■ AIM
Rewrite every line below, from the one containing "Identify the rope" down to the last line, with "picture above" replaced by "photo above" and everything else left unchanged.

■ INPUT ROWS
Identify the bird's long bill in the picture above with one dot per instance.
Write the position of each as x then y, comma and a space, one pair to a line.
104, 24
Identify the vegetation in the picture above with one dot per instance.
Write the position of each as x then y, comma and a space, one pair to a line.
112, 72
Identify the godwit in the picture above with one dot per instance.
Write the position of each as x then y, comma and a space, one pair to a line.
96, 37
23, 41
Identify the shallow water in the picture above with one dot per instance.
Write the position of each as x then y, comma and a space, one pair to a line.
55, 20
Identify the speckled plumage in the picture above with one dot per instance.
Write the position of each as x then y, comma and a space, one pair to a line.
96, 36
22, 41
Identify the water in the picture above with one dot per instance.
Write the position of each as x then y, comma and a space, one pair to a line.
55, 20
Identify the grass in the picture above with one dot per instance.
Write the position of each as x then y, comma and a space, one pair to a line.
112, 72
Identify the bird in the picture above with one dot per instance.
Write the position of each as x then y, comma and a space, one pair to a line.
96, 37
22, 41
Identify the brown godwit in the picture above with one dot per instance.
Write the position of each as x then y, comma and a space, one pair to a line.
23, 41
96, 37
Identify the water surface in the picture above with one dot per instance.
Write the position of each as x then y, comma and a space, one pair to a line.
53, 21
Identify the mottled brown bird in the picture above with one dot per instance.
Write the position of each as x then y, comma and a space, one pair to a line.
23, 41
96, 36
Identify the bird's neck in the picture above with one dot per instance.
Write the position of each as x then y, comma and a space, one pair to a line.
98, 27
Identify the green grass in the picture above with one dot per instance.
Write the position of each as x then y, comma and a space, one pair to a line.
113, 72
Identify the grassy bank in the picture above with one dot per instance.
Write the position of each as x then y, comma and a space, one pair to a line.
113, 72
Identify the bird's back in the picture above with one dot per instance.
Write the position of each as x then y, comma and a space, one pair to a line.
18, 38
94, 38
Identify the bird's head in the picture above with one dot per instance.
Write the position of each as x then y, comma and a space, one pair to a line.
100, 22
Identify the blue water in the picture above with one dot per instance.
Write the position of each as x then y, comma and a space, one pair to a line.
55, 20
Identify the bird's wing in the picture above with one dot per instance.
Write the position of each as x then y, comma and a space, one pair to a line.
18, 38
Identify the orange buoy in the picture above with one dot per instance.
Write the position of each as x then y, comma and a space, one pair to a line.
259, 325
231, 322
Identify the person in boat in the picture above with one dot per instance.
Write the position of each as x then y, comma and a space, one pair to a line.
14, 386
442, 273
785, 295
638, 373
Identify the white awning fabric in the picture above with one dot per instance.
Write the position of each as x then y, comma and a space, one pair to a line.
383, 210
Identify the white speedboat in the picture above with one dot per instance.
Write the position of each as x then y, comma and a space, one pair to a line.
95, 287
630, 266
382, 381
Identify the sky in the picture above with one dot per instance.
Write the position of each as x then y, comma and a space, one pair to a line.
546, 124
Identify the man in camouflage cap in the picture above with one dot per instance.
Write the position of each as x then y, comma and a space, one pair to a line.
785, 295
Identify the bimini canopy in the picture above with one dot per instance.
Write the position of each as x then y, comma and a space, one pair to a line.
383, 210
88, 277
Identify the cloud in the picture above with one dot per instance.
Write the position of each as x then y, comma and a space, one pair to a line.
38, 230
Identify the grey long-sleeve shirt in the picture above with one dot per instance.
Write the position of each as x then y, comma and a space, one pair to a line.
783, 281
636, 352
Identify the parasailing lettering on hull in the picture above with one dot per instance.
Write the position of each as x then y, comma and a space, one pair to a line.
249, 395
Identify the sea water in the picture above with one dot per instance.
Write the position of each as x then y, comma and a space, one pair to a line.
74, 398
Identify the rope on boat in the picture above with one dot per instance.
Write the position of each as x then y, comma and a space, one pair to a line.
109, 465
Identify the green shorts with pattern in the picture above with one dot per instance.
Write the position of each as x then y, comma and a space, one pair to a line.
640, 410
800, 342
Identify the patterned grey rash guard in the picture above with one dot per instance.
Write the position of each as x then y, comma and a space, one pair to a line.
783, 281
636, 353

■ EXERCISE ANSWER
Identify the rope on boat in the photo above with one dot per instance.
Write the position of each as x then y, comma and a space, one pair to a line.
109, 465
Identify the green shorts with pattern in the photo above with one dot per instance.
Write the position of each as x then y, comma and a space, one pair to a line.
640, 410
800, 342
Identify the patterned grey rash guard in the photo above with one dot per instance.
Write the position of each as x then y, comma and a space, one pair to a line.
783, 281
636, 353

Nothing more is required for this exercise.